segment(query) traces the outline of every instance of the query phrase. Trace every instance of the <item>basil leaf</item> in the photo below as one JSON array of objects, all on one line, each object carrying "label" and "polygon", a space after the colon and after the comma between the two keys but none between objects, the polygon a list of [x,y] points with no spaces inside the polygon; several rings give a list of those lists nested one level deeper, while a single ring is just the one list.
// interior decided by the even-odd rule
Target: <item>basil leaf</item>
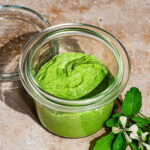
[{"label": "basil leaf", "polygon": [[121,117],[121,116],[122,116],[122,114],[117,113],[117,114],[114,114],[114,115],[112,116],[112,118],[119,118],[119,117]]},{"label": "basil leaf", "polygon": [[125,100],[122,104],[122,112],[127,117],[134,117],[139,113],[141,107],[141,92],[136,87],[132,87],[125,95]]},{"label": "basil leaf", "polygon": [[123,139],[122,133],[119,133],[113,143],[113,150],[126,150],[127,142]]},{"label": "basil leaf", "polygon": [[110,132],[96,142],[93,150],[111,150],[111,144],[114,137],[114,134]]},{"label": "basil leaf", "polygon": [[107,127],[114,127],[115,126],[115,119],[110,118],[109,120],[106,121],[106,126]]}]

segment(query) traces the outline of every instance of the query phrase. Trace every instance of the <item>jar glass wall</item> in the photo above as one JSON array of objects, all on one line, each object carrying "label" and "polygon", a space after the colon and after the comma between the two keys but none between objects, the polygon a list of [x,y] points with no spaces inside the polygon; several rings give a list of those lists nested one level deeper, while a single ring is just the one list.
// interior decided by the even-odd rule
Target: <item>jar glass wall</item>
[{"label": "jar glass wall", "polygon": [[[97,57],[114,76],[113,83],[90,98],[65,100],[46,93],[35,78],[43,64],[55,55],[79,52]],[[25,46],[19,73],[22,84],[35,101],[42,125],[54,134],[69,138],[98,131],[111,114],[114,100],[125,88],[130,62],[123,45],[103,29],[69,23],[47,28]]]}]

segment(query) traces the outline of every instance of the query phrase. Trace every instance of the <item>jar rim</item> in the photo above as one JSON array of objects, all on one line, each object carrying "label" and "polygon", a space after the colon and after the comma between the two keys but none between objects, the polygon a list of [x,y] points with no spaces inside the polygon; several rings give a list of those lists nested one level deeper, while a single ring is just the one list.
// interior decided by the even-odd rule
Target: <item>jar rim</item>
[{"label": "jar rim", "polygon": [[[122,50],[124,51],[125,53],[125,56],[127,58],[127,63],[128,63],[128,75],[126,77],[126,80],[125,80],[125,83],[122,85],[122,78],[123,78],[123,62],[122,62],[122,59],[121,57],[118,55],[118,61],[117,63],[119,63],[119,70],[118,70],[118,74],[117,74],[117,78],[115,79],[115,81],[112,83],[112,85],[110,85],[106,90],[104,90],[103,92],[100,93],[99,96],[97,97],[94,97],[94,98],[87,98],[83,101],[78,99],[77,101],[75,100],[64,100],[64,99],[61,99],[61,98],[57,98],[57,97],[54,97],[48,93],[46,93],[45,91],[43,91],[38,84],[36,84],[36,81],[34,81],[34,79],[30,78],[29,80],[25,80],[25,76],[28,76],[28,74],[23,74],[23,59],[25,58],[24,57],[24,54],[26,53],[26,59],[30,60],[30,56],[29,56],[29,51],[30,51],[30,46],[34,43],[35,44],[35,41],[37,39],[38,36],[42,35],[43,36],[47,33],[47,32],[52,32],[52,31],[55,31],[55,30],[59,30],[59,29],[64,29],[64,28],[73,28],[73,27],[76,27],[76,28],[88,28],[88,30],[91,30],[91,31],[94,31],[94,29],[96,30],[99,30],[99,31],[102,31],[102,32],[105,32],[106,34],[108,34],[109,36],[111,36],[113,39],[115,39],[119,45],[121,46]],[[93,30],[92,30],[93,29]],[[94,31],[95,32],[95,31]],[[96,33],[96,32],[95,32]],[[100,33],[98,33],[100,34]],[[104,35],[103,35],[104,36]],[[50,38],[50,37],[49,37]],[[108,40],[106,38],[106,36],[104,36],[105,40]],[[40,38],[41,39],[41,38]],[[38,41],[40,40],[38,39]],[[109,41],[109,40],[108,40]],[[33,45],[32,45],[33,46]],[[114,48],[114,47],[113,47]],[[28,52],[27,52],[28,50]],[[119,53],[116,49],[116,52]],[[27,56],[29,56],[29,58],[27,58]],[[27,61],[26,60],[26,61]],[[28,61],[29,61],[28,60]],[[52,26],[52,27],[49,27],[43,31],[41,31],[40,33],[38,33],[36,36],[34,36],[30,42],[28,42],[28,44],[26,45],[26,47],[24,48],[22,54],[21,54],[21,57],[20,57],[20,63],[19,63],[19,73],[20,73],[20,78],[21,78],[21,81],[24,85],[24,87],[26,88],[26,90],[30,93],[31,96],[33,96],[35,98],[35,95],[40,93],[40,95],[38,94],[38,99],[37,97],[35,99],[37,99],[40,103],[42,103],[43,105],[47,106],[47,107],[51,107],[52,106],[52,103],[54,105],[61,105],[62,108],[63,107],[70,107],[71,109],[72,108],[75,108],[75,109],[85,109],[86,107],[85,106],[88,106],[90,105],[90,107],[97,107],[97,105],[100,107],[107,104],[107,103],[110,103],[111,101],[113,101],[119,94],[120,92],[122,92],[122,90],[124,89],[124,87],[126,86],[128,80],[129,80],[129,76],[130,76],[130,60],[129,60],[129,56],[128,56],[128,53],[126,51],[126,49],[124,48],[124,46],[121,44],[121,42],[115,37],[113,36],[111,33],[105,31],[104,29],[101,29],[99,27],[95,27],[93,25],[89,25],[89,24],[81,24],[81,23],[67,23],[67,24],[59,24],[59,25],[56,25],[56,26]],[[119,74],[120,73],[120,74]],[[119,78],[119,79],[118,79]],[[32,80],[32,81],[31,81]],[[32,85],[29,85],[27,84],[26,82],[31,82]],[[121,86],[122,87],[121,87]],[[117,87],[117,88],[116,88]],[[30,88],[30,90],[29,90]],[[32,90],[32,92],[31,92]],[[35,92],[33,94],[33,92]],[[113,95],[111,95],[110,93],[111,92],[114,92]],[[106,96],[107,95],[107,96]],[[43,100],[43,99],[48,99],[48,100]],[[109,100],[108,100],[109,99]],[[41,101],[42,100],[42,101]],[[84,107],[84,108],[83,108]],[[86,108],[87,109],[87,108]]]}]

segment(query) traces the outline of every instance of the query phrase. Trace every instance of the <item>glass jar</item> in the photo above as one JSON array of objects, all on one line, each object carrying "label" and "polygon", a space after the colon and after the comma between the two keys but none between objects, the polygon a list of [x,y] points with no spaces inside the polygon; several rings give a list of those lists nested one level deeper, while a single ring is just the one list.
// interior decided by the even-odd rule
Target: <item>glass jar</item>
[{"label": "glass jar", "polygon": [[0,5],[0,89],[21,86],[20,53],[31,37],[50,24],[36,11],[17,5]]},{"label": "glass jar", "polygon": [[[35,77],[40,67],[63,52],[91,54],[109,69],[113,83],[91,98],[66,100],[46,93]],[[69,138],[91,135],[109,118],[114,100],[130,76],[130,61],[124,46],[109,32],[95,26],[68,23],[47,28],[34,36],[19,62],[22,84],[33,97],[38,118],[50,132]]]}]

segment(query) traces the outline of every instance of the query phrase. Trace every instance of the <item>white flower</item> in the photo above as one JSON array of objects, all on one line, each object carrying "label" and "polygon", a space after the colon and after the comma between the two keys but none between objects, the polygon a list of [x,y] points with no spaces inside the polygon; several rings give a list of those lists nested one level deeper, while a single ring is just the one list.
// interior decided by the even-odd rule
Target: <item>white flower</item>
[{"label": "white flower", "polygon": [[119,118],[121,124],[122,124],[122,127],[123,129],[120,129],[118,127],[112,127],[112,132],[114,134],[118,134],[119,132],[123,132],[124,133],[124,136],[125,136],[125,139],[128,143],[131,143],[132,142],[132,139],[129,137],[129,135],[127,134],[126,131],[131,131],[131,132],[137,132],[138,131],[138,126],[136,124],[133,124],[131,127],[129,128],[126,128],[126,123],[127,123],[127,117],[125,116],[121,116]]},{"label": "white flower", "polygon": [[[142,134],[141,134],[142,137],[141,137],[141,139],[140,139],[139,136],[138,136],[138,134],[137,134],[137,132],[132,132],[132,133],[130,134],[130,137],[131,137],[132,139],[135,139],[135,140],[139,141],[139,147],[140,147],[141,149],[143,149],[143,146],[145,146],[146,150],[150,150],[150,145],[148,145],[148,144],[146,144],[146,143],[143,142],[144,138],[145,138],[148,134],[149,134],[148,132],[142,133]],[[143,145],[143,146],[142,146],[142,145]]]}]

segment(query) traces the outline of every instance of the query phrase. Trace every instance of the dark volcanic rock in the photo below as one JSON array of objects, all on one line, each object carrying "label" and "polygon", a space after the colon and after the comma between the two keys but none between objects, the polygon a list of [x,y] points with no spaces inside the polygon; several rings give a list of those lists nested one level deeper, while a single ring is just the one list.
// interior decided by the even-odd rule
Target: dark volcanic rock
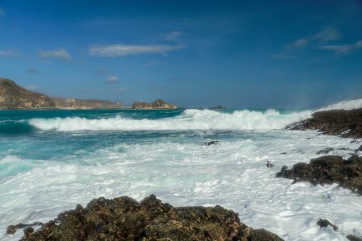
[{"label": "dark volcanic rock", "polygon": [[328,154],[328,153],[330,153],[330,151],[333,151],[334,149],[331,148],[331,147],[325,148],[323,150],[320,150],[320,151],[316,151],[316,155]]},{"label": "dark volcanic rock", "polygon": [[132,105],[132,109],[176,109],[176,105],[165,103],[162,100],[157,100],[152,103],[134,102]]},{"label": "dark volcanic rock", "polygon": [[313,185],[338,183],[362,194],[362,157],[352,156],[343,160],[339,156],[323,156],[312,159],[309,164],[296,163],[291,169],[283,166],[276,177]]},{"label": "dark volcanic rock", "polygon": [[321,228],[324,228],[328,225],[330,225],[333,228],[333,230],[334,231],[338,231],[338,229],[339,229],[338,227],[332,224],[330,221],[328,221],[326,219],[319,218],[319,220],[316,222],[316,224],[319,226]]},{"label": "dark volcanic rock", "polygon": [[54,109],[45,94],[26,90],[10,79],[0,78],[0,109]]},{"label": "dark volcanic rock", "polygon": [[154,195],[141,202],[100,198],[62,213],[21,240],[282,240],[240,222],[220,206],[174,207]]},{"label": "dark volcanic rock", "polygon": [[342,137],[362,137],[362,108],[317,112],[312,118],[292,124],[290,129],[317,129],[323,134]]},{"label": "dark volcanic rock", "polygon": [[347,239],[348,240],[350,240],[350,241],[362,241],[362,238],[361,238],[355,236],[355,235],[352,235],[352,234],[350,234],[349,235],[348,235],[345,238],[347,238]]}]

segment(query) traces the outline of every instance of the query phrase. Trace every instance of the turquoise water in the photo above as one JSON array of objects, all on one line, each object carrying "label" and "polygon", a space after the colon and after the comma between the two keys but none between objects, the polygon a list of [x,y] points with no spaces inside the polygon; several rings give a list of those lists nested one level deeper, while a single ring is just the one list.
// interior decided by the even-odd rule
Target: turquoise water
[{"label": "turquoise water", "polygon": [[[321,149],[361,145],[283,129],[311,113],[0,111],[0,237],[10,224],[48,221],[94,198],[151,193],[175,206],[221,205],[247,224],[290,240],[343,240],[342,233],[315,229],[319,218],[362,233],[359,198],[333,185],[274,178],[283,165],[308,162]],[[219,143],[201,145],[210,140]],[[267,160],[274,167],[266,168]]]}]

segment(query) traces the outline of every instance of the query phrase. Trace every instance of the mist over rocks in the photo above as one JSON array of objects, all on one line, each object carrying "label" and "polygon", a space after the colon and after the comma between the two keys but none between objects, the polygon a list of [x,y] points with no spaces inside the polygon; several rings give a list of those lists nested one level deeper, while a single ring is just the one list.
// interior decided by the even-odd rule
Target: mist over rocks
[{"label": "mist over rocks", "polygon": [[50,98],[0,78],[0,109],[119,109],[120,102]]},{"label": "mist over rocks", "polygon": [[362,108],[316,112],[312,118],[289,125],[286,129],[315,129],[329,135],[362,138]]},{"label": "mist over rocks", "polygon": [[77,98],[52,98],[58,109],[119,109],[120,102],[101,100],[80,100]]},{"label": "mist over rocks", "polygon": [[176,109],[177,106],[159,99],[152,103],[134,102],[132,105],[132,108],[137,109]]},{"label": "mist over rocks", "polygon": [[94,199],[24,233],[21,240],[283,240],[248,227],[220,206],[174,207],[154,195],[140,202],[128,197]]},{"label": "mist over rocks", "polygon": [[54,101],[46,95],[24,89],[10,79],[0,78],[0,109],[54,108]]},{"label": "mist over rocks", "polygon": [[352,156],[343,160],[339,156],[323,156],[299,163],[292,169],[283,166],[277,178],[293,179],[294,182],[308,182],[313,185],[337,183],[359,195],[362,194],[362,157]]}]

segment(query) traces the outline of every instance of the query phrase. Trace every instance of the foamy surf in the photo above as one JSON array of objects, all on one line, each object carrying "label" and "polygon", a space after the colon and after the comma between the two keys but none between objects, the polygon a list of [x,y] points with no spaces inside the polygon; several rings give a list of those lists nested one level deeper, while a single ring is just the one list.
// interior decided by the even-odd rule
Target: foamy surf
[{"label": "foamy surf", "polygon": [[310,116],[310,111],[281,114],[274,109],[265,112],[241,110],[223,113],[211,110],[186,109],[172,118],[157,120],[125,118],[121,115],[101,119],[80,117],[33,118],[29,123],[41,130],[59,132],[107,130],[270,130]]},{"label": "foamy surf", "polygon": [[362,108],[362,98],[358,98],[356,100],[348,100],[341,101],[334,104],[328,105],[326,107],[316,109],[316,111],[325,111],[332,109],[345,109],[350,110],[353,109]]}]

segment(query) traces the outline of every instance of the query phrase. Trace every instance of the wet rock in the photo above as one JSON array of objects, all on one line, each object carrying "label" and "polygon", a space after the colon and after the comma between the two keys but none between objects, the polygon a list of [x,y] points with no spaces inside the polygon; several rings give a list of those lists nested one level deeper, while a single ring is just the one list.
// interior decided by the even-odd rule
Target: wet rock
[{"label": "wet rock", "polygon": [[208,143],[203,143],[201,144],[201,145],[209,146],[210,145],[217,145],[217,143],[219,143],[219,140],[212,140],[212,141],[209,141]]},{"label": "wet rock", "polygon": [[334,149],[330,148],[330,147],[325,148],[323,150],[320,150],[320,151],[316,151],[316,155],[328,154],[328,153],[330,153],[330,151],[333,151]]},{"label": "wet rock", "polygon": [[319,218],[319,220],[316,222],[316,224],[321,228],[324,228],[328,227],[328,225],[330,225],[334,231],[338,231],[339,229],[338,227],[332,224],[330,221],[328,221],[326,219]]},{"label": "wet rock", "polygon": [[121,197],[94,199],[60,213],[21,240],[282,240],[241,223],[220,206],[174,207],[154,195],[141,202]]},{"label": "wet rock", "polygon": [[14,234],[17,232],[17,230],[18,229],[26,229],[28,227],[32,227],[33,226],[43,226],[43,225],[44,224],[41,222],[35,222],[31,224],[19,223],[16,225],[9,225],[6,228],[6,234]]},{"label": "wet rock", "polygon": [[316,129],[329,135],[362,137],[362,108],[317,112],[312,118],[288,125],[290,129]]},{"label": "wet rock", "polygon": [[352,234],[350,234],[345,238],[347,238],[347,239],[350,241],[362,241],[362,238],[359,238]]},{"label": "wet rock", "polygon": [[323,156],[312,159],[309,164],[296,163],[291,169],[284,166],[276,177],[313,185],[338,183],[342,187],[362,194],[362,157],[354,155],[343,160],[339,156]]},{"label": "wet rock", "polygon": [[29,227],[28,228],[24,229],[25,235],[30,235],[32,233],[34,233],[34,229],[32,227]]},{"label": "wet rock", "polygon": [[272,162],[270,162],[270,160],[267,160],[266,161],[265,165],[267,166],[267,167],[274,167],[274,164]]}]

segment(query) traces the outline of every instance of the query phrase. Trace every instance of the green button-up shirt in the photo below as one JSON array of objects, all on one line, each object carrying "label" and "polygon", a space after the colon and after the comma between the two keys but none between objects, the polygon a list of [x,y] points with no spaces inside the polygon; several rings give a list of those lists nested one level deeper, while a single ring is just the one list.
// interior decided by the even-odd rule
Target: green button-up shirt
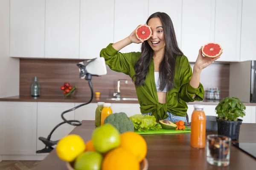
[{"label": "green button-up shirt", "polygon": [[[101,51],[100,57],[104,57],[106,64],[111,70],[123,73],[132,78],[136,74],[134,65],[141,53],[122,53],[115,49],[112,44],[109,44]],[[135,86],[141,113],[152,112],[152,115],[157,120],[168,117],[167,112],[175,116],[186,116],[188,109],[187,102],[203,100],[204,91],[202,84],[200,83],[199,87],[195,88],[189,84],[192,69],[186,56],[177,56],[174,76],[175,87],[167,91],[166,103],[162,104],[158,102],[154,73],[152,57],[144,85]],[[196,96],[193,99],[195,94]]]}]

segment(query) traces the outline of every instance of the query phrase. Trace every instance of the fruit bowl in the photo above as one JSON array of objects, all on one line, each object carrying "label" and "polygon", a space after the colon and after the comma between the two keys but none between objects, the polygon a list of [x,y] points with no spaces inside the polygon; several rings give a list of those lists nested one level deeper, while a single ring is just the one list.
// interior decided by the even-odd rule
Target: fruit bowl
[{"label": "fruit bowl", "polygon": [[[73,168],[73,162],[67,162],[66,165],[68,170],[75,170]],[[146,158],[144,158],[140,162],[140,170],[148,170],[148,162]]]}]

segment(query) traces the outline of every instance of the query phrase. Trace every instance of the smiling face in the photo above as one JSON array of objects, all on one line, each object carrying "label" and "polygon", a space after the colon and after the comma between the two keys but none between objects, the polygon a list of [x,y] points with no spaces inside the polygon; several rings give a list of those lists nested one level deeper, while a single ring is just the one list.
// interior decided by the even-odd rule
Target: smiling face
[{"label": "smiling face", "polygon": [[148,21],[148,26],[150,26],[153,37],[147,40],[148,42],[154,51],[164,51],[165,40],[163,28],[160,19],[153,17]]}]

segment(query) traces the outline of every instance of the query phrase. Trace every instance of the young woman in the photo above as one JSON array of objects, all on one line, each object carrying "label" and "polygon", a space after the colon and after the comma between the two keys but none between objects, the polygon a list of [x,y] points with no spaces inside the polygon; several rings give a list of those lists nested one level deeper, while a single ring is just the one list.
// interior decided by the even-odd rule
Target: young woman
[{"label": "young woman", "polygon": [[[178,47],[169,16],[156,12],[146,23],[152,31],[149,39],[138,40],[135,29],[124,39],[102,49],[100,55],[111,70],[132,78],[142,113],[154,116],[157,121],[167,119],[186,122],[186,102],[204,98],[200,82],[202,70],[220,56],[215,59],[204,57],[201,47],[192,71],[188,59]],[[141,52],[119,52],[132,43],[142,43]]]}]

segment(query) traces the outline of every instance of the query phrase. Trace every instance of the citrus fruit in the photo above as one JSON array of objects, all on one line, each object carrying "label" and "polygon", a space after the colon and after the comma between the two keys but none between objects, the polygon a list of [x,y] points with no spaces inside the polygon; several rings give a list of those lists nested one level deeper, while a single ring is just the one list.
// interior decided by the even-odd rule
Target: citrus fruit
[{"label": "citrus fruit", "polygon": [[93,141],[91,140],[88,141],[85,144],[85,150],[87,151],[94,151],[96,150],[93,144]]},{"label": "citrus fruit", "polygon": [[80,154],[76,159],[76,170],[100,170],[103,159],[102,156],[94,151],[87,151]]},{"label": "citrus fruit", "polygon": [[141,135],[134,132],[126,132],[121,135],[120,147],[134,154],[140,162],[147,155],[147,143]]},{"label": "citrus fruit", "polygon": [[137,28],[135,34],[139,40],[145,41],[151,37],[152,30],[149,26],[143,25]]},{"label": "citrus fruit", "polygon": [[120,145],[119,131],[110,124],[96,128],[93,132],[92,140],[95,150],[105,153]]},{"label": "citrus fruit", "polygon": [[222,51],[221,45],[215,42],[209,42],[204,45],[202,48],[202,53],[205,56],[215,58],[220,55]]},{"label": "citrus fruit", "polygon": [[105,157],[102,170],[139,170],[140,163],[128,150],[119,147],[110,151]]},{"label": "citrus fruit", "polygon": [[56,152],[58,157],[64,161],[71,162],[84,151],[85,144],[80,136],[69,135],[58,142]]}]

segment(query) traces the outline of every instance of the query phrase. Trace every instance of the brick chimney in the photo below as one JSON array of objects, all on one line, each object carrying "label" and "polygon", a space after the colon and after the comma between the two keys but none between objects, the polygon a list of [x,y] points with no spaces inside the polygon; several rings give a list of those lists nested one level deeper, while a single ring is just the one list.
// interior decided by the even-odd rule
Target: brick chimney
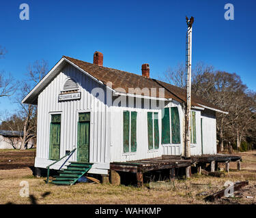
[{"label": "brick chimney", "polygon": [[95,52],[94,54],[94,63],[103,66],[103,54],[100,52]]},{"label": "brick chimney", "polygon": [[150,65],[144,63],[141,65],[142,76],[145,78],[150,78]]}]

● DO THIS: Copy out, word for word, the lines from the one containing "the <item>jar rim</item>" through the one containing "Target: <item>jar rim</item>", both included, and nothing else.

● THE SOLUTION:
segment(query) traces the outline of every instance of the query phrase. Trace every instance of the <item>jar rim</item> in the photo above as one JSON array of objects, all on one line, each object carrying "label" and "polygon", a space after the colon and after the comma between the two keys but none between objects, the polygon a list of [x,y] points with no spaces inside the polygon; several rings give a list of those lists nested one level deeper, while a single ring is just the one list.
// interior decided by the even-odd rule
Target: <item>jar rim</item>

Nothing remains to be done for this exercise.